• [What you have to do]
Please retype the material below, from its first line down to the line that contains "(347, 1165)". Include both of those lines and reproduce each one without changes.

• [Material shown]
** Start **

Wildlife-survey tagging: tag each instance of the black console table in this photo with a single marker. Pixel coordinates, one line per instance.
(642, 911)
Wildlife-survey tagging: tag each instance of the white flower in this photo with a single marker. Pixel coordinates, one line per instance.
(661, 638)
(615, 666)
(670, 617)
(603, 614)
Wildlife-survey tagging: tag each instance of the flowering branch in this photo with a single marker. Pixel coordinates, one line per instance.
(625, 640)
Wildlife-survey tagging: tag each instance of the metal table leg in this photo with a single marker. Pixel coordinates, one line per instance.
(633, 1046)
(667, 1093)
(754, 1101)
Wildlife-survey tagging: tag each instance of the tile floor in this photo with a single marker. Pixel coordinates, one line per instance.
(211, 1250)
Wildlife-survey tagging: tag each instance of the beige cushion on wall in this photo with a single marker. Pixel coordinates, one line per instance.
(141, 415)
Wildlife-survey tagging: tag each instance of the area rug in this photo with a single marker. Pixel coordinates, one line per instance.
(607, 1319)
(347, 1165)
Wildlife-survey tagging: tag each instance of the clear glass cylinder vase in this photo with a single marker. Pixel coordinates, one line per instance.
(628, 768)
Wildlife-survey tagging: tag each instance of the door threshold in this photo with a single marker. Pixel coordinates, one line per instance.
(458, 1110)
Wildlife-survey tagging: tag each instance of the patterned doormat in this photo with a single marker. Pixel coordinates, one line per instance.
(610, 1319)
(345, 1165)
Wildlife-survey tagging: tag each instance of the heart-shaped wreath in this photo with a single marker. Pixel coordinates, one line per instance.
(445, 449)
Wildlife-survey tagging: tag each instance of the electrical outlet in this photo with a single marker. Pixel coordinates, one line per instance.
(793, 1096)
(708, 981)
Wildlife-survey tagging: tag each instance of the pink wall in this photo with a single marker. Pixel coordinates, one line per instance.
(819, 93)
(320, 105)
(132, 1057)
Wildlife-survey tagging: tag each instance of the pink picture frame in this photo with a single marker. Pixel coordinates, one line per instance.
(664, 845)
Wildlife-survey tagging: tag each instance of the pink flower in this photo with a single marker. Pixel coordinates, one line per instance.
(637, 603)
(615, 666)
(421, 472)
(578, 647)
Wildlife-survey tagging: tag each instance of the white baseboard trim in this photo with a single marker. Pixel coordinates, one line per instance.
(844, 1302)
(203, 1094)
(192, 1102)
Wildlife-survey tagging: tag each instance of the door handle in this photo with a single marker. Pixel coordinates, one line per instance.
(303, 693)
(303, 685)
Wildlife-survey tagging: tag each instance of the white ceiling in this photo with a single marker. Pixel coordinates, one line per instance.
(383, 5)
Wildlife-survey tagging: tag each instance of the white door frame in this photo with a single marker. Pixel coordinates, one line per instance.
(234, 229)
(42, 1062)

** End **

• [Solution below]
Wildlife-survey tagging: tag each instance of the black console table in this photo with a single marker. Pixel coordinates, one line per instance.
(642, 911)
Wildlife-survey tagging: tag each instance of the white flower in this photo with a single marker. Pixel coordinates, one line per instance.
(661, 638)
(615, 666)
(670, 617)
(603, 614)
Wildlife-survey tagging: tag each instance of the flowering branch in this photo with a single marker. Pixel coordinates, one line per instance.
(625, 640)
Wildlife-survey tagging: tag each instance of the metal table leg in this photo with a single marker. Pixel coordinates, one line per instance.
(633, 1046)
(667, 1093)
(754, 1101)
Wildlife-survey tagging: tag each instance of the tile floor in this photo with a single marker. Pixel coordinates, one line per instance.
(211, 1250)
Wildlife-survey tagging: tag each instance of the beige cushion on wall in this photo with a single marker. Pixel coordinates, one line per instance.
(141, 415)
Wildlife-survey tagging: tag each instance of the area rug in this photo with a single marker. Pixel coordinates, one line per instance.
(607, 1319)
(347, 1165)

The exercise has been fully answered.